(Records)

________________________________________

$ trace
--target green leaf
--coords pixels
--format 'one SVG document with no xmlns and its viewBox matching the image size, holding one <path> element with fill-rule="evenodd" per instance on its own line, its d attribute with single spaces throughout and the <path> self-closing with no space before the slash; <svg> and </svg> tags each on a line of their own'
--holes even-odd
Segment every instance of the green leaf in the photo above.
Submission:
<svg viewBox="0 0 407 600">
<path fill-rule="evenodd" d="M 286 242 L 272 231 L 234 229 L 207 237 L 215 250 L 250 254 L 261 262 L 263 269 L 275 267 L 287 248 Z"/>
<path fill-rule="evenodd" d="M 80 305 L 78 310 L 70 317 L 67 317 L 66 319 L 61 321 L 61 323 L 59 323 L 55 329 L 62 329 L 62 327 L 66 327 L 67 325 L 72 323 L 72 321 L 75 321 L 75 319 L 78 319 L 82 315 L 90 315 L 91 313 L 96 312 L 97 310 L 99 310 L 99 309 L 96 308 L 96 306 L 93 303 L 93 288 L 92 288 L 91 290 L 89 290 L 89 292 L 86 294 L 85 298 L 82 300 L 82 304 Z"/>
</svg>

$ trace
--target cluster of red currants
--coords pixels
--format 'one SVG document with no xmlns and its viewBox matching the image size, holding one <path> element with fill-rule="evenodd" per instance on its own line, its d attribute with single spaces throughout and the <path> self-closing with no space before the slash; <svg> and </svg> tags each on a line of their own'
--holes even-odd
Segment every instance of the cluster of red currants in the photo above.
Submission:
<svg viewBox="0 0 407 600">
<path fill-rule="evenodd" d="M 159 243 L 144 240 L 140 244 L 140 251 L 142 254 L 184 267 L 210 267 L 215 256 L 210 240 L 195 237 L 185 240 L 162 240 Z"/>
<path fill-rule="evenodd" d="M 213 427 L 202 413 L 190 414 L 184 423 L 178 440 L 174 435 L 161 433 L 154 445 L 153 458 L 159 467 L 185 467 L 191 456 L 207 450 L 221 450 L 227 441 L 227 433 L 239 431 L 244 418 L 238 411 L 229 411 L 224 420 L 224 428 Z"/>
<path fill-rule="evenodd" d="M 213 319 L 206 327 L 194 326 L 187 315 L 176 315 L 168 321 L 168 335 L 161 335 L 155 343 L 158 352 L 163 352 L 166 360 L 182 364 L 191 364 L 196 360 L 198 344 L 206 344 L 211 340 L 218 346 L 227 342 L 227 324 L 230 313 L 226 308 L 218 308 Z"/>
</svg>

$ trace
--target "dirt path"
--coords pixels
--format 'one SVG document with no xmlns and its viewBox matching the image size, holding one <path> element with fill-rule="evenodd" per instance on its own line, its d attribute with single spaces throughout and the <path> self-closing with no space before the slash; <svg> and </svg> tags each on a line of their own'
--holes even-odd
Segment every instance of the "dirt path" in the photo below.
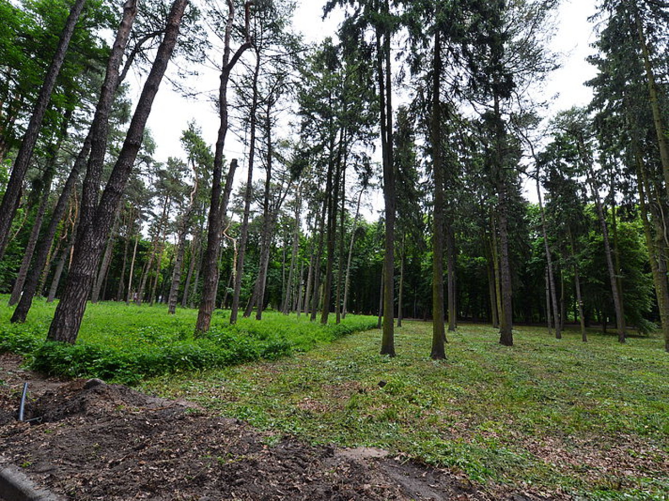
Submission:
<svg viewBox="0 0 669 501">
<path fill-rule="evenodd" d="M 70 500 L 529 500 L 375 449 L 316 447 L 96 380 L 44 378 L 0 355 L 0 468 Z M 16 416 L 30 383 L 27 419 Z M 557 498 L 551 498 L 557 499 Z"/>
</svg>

________________________________________

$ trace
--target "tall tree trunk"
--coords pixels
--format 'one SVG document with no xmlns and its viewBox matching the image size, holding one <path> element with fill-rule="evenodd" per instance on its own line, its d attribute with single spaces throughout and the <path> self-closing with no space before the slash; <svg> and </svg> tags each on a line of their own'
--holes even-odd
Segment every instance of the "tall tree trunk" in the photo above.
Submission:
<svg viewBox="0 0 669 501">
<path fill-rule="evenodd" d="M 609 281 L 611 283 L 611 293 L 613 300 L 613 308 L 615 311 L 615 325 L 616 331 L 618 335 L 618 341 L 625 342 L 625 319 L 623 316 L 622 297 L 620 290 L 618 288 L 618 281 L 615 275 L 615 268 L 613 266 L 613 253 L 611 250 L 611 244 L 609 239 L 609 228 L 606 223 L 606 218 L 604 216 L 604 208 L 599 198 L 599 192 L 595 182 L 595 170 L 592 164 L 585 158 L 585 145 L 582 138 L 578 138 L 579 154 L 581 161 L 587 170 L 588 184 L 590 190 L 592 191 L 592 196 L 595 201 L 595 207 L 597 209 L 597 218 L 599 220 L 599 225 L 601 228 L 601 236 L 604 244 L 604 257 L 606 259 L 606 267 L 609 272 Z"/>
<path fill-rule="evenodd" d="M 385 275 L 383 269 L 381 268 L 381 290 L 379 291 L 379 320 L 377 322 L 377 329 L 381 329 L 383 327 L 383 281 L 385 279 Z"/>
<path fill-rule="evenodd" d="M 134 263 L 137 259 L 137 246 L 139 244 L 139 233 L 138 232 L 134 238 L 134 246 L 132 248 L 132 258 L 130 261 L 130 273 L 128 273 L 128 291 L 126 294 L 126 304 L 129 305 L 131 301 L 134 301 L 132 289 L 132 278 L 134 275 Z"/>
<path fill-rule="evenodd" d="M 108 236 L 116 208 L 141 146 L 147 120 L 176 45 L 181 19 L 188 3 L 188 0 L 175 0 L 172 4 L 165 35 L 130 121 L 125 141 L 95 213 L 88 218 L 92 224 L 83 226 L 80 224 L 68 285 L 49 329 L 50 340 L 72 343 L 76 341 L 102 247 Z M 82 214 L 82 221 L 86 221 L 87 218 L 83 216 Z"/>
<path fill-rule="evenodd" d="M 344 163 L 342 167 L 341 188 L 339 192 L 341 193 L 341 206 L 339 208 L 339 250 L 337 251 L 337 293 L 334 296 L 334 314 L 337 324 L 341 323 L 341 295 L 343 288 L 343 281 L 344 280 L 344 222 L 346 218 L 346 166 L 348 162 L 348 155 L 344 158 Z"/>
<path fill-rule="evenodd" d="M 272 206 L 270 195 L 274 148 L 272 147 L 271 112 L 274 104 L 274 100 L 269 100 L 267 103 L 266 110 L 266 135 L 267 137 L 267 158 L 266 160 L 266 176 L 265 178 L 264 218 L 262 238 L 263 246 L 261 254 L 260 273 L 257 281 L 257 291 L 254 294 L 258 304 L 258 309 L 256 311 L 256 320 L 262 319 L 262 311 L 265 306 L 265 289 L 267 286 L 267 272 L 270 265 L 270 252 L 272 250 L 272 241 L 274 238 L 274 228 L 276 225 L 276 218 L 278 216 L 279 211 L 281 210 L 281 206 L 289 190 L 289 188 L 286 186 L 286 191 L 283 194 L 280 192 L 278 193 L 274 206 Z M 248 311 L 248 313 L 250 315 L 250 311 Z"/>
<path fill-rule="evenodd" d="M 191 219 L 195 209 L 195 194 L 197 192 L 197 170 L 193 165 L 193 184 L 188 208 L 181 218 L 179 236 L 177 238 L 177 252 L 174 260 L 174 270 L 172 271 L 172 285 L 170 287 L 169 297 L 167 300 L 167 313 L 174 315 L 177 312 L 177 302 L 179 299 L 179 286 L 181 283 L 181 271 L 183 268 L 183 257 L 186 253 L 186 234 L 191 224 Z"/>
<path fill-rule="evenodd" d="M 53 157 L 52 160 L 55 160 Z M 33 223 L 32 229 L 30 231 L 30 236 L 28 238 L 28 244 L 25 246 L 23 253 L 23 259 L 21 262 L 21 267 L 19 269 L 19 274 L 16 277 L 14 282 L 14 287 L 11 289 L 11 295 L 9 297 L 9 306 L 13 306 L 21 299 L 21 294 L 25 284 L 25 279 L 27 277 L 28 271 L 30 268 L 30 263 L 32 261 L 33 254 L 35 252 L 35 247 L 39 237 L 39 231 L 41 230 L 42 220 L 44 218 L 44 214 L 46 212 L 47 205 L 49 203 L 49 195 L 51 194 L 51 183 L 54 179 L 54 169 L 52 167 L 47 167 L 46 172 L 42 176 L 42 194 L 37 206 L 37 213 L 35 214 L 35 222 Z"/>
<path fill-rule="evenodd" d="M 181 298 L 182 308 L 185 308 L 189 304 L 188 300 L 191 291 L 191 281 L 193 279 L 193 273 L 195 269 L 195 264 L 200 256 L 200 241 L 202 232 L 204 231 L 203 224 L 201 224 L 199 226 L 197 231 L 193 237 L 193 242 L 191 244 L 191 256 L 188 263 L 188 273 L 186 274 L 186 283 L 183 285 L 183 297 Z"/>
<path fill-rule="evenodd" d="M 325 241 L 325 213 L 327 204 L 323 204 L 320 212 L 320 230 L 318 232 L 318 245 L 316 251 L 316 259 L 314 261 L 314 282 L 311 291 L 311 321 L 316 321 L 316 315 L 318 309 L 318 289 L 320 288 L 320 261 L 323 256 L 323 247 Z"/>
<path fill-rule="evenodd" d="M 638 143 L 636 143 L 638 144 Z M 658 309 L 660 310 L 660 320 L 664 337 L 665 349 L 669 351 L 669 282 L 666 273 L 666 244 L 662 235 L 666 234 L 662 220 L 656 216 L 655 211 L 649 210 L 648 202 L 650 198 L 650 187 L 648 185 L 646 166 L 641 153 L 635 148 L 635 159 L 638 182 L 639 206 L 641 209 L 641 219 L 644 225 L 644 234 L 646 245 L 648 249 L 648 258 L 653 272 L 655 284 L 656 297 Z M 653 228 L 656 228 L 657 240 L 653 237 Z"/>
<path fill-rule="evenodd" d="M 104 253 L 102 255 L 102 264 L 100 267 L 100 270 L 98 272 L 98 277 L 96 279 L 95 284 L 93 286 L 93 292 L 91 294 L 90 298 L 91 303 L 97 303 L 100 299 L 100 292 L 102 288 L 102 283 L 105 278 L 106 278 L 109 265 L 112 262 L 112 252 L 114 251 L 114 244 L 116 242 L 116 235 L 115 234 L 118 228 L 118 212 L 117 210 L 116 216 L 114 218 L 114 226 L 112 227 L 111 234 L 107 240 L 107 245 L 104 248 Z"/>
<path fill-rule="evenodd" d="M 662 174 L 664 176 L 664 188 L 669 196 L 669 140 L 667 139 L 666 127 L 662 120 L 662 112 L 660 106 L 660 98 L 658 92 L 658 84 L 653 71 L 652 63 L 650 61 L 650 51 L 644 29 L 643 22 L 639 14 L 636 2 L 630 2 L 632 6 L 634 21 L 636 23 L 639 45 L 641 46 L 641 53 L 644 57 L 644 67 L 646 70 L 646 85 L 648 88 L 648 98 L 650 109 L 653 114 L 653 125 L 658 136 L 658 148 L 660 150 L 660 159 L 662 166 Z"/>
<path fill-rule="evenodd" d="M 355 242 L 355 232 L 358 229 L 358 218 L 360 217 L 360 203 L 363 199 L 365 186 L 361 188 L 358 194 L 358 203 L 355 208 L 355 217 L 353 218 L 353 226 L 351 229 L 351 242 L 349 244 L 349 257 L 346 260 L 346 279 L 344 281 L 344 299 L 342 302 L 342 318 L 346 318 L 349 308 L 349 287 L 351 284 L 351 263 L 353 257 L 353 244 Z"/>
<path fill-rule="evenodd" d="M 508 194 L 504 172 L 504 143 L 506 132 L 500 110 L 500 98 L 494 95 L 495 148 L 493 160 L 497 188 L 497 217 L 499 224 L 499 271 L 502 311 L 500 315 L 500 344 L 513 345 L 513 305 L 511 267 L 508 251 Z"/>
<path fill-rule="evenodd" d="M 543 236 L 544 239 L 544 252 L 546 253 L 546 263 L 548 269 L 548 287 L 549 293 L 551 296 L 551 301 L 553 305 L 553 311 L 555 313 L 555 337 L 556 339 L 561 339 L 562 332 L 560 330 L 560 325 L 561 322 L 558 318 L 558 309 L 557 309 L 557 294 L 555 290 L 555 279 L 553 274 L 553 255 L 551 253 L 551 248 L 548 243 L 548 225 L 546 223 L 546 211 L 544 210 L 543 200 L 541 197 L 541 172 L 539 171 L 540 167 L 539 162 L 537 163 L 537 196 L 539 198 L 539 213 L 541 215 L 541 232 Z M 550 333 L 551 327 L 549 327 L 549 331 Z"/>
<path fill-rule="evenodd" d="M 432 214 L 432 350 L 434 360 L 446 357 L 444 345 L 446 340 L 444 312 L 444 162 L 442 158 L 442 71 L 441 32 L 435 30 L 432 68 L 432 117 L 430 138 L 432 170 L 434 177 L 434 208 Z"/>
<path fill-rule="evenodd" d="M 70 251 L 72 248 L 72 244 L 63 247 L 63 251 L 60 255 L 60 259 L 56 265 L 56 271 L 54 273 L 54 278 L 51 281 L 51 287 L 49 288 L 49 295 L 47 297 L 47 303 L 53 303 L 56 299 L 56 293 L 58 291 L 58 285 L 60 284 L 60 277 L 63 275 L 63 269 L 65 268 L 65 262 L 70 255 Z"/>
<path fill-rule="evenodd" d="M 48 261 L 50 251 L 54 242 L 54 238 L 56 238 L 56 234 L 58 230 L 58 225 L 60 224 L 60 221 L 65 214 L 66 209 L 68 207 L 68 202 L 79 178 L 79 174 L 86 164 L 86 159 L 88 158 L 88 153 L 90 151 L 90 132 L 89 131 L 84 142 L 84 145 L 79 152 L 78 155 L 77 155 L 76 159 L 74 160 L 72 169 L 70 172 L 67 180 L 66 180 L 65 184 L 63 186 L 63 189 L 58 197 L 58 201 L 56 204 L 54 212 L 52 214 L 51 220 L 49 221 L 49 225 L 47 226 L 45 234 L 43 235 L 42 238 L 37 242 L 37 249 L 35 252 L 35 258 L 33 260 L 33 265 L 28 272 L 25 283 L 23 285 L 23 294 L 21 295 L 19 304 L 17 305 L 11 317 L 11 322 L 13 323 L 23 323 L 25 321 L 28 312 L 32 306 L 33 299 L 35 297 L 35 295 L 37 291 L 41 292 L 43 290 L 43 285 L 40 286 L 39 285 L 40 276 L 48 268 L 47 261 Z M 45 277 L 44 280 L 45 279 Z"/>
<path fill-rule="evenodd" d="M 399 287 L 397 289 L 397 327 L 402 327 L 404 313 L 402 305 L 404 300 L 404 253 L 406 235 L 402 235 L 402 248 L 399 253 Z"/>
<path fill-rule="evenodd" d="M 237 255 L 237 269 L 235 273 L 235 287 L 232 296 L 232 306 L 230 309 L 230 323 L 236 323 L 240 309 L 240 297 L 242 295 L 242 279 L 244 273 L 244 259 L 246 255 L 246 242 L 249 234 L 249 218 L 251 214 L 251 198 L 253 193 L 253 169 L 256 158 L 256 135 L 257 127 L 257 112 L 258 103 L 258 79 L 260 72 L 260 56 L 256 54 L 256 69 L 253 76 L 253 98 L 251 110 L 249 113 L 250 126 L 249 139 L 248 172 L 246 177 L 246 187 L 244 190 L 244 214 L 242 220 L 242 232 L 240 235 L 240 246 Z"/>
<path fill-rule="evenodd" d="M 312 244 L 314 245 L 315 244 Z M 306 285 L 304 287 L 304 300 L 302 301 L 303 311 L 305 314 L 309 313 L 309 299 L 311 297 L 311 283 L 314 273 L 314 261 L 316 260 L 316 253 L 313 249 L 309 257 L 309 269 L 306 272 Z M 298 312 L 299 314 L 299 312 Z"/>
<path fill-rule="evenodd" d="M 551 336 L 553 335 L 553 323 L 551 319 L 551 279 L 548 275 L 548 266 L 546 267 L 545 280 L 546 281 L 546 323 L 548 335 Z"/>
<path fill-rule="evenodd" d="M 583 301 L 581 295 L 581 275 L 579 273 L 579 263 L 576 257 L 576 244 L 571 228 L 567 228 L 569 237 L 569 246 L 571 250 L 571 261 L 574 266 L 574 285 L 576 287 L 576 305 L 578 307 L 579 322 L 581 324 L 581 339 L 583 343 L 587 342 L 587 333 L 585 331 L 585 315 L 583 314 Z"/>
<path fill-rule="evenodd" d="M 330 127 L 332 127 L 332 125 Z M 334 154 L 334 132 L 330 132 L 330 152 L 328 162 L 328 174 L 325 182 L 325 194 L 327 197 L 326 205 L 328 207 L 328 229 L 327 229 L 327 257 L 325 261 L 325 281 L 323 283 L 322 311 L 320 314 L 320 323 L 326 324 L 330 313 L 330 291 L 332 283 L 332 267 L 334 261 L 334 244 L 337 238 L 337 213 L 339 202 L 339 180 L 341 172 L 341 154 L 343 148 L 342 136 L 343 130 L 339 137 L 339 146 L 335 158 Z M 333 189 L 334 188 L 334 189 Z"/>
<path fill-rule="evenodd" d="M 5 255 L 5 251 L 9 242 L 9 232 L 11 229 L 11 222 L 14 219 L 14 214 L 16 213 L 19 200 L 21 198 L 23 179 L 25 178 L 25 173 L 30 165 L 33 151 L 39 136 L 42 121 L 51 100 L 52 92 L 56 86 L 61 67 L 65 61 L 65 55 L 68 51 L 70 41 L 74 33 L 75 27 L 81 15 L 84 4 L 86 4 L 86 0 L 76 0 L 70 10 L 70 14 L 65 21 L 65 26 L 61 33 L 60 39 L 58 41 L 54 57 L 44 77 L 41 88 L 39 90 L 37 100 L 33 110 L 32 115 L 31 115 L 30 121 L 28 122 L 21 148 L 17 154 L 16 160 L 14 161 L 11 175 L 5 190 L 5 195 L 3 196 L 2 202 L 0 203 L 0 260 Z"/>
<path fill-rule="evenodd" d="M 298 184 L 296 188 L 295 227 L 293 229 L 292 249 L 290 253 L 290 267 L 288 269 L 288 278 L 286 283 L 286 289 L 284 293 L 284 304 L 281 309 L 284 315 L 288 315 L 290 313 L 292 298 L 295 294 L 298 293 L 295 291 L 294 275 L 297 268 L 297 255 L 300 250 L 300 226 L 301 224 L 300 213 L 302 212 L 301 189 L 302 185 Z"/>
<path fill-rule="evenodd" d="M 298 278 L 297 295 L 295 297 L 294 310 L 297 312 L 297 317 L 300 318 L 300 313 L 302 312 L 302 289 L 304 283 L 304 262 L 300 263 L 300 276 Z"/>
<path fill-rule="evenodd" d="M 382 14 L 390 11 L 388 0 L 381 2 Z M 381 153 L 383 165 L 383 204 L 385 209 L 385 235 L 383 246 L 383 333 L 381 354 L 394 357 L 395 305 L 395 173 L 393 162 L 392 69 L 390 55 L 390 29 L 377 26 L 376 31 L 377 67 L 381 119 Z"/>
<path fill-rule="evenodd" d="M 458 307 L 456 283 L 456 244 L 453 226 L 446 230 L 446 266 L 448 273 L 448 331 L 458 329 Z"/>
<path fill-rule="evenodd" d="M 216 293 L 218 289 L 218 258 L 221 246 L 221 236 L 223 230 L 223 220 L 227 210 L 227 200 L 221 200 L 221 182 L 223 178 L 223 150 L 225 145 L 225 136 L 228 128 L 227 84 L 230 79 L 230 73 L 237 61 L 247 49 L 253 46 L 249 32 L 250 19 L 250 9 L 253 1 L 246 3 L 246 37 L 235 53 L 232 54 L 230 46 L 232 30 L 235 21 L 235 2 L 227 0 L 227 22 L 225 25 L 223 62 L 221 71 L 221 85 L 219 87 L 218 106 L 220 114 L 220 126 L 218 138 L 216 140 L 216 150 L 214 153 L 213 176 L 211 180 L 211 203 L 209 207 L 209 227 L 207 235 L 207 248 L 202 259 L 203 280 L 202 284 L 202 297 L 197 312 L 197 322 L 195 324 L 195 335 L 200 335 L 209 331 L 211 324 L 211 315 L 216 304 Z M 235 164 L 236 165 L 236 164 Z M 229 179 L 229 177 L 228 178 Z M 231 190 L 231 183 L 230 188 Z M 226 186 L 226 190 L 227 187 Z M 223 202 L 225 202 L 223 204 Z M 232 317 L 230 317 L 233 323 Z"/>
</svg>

________________________________________

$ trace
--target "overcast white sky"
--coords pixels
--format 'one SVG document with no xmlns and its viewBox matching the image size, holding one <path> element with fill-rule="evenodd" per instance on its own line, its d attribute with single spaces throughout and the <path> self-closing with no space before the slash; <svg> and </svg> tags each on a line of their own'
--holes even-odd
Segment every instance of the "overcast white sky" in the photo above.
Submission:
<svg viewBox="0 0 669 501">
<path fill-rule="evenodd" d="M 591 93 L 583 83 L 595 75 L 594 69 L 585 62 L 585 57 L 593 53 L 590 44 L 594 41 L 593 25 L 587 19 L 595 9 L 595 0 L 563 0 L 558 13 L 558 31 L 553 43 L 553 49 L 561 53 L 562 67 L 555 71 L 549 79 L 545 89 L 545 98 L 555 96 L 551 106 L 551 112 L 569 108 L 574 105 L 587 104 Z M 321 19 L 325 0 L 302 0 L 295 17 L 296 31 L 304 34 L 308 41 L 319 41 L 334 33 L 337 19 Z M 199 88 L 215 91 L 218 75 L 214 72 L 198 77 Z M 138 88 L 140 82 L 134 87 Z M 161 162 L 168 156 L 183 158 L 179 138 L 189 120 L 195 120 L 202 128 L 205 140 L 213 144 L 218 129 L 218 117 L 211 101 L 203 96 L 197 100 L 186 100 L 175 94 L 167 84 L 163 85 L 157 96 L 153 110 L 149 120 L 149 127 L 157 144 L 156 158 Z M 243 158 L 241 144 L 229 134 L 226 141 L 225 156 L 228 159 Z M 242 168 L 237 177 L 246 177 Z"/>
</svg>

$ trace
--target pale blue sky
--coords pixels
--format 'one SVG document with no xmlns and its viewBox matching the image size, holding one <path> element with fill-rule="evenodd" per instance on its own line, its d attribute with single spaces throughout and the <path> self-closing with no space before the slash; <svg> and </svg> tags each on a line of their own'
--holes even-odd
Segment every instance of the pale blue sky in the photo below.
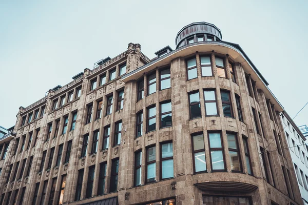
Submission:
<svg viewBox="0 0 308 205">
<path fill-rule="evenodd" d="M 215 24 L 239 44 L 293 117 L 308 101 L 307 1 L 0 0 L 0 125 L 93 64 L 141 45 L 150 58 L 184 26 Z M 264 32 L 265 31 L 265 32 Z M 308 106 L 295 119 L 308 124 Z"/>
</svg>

________________________________________

- [EXERCISE GOAL] Locate each line in the records that contains the string "overcast" with case matching, and copy those lines out in full.

- [RESPONSE]
--target "overcast white sky"
Segment every instance of the "overcast white sky" in the photo above.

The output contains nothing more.